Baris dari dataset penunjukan
++++++++
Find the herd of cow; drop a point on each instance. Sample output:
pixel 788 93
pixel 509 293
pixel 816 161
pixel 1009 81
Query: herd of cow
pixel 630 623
++++++++
**Soal Latihan**
Sunting materi di atas dengan mengganti setiap "herd of cow" dengan "herd of cows". Biarkan semua bagian lainnya tetap sama.

**Hasil Tugas**
Find the herd of cows; drop a point on each instance. Sample output:
pixel 788 93
pixel 509 293
pixel 816 161
pixel 1009 81
Query: herd of cows
pixel 630 623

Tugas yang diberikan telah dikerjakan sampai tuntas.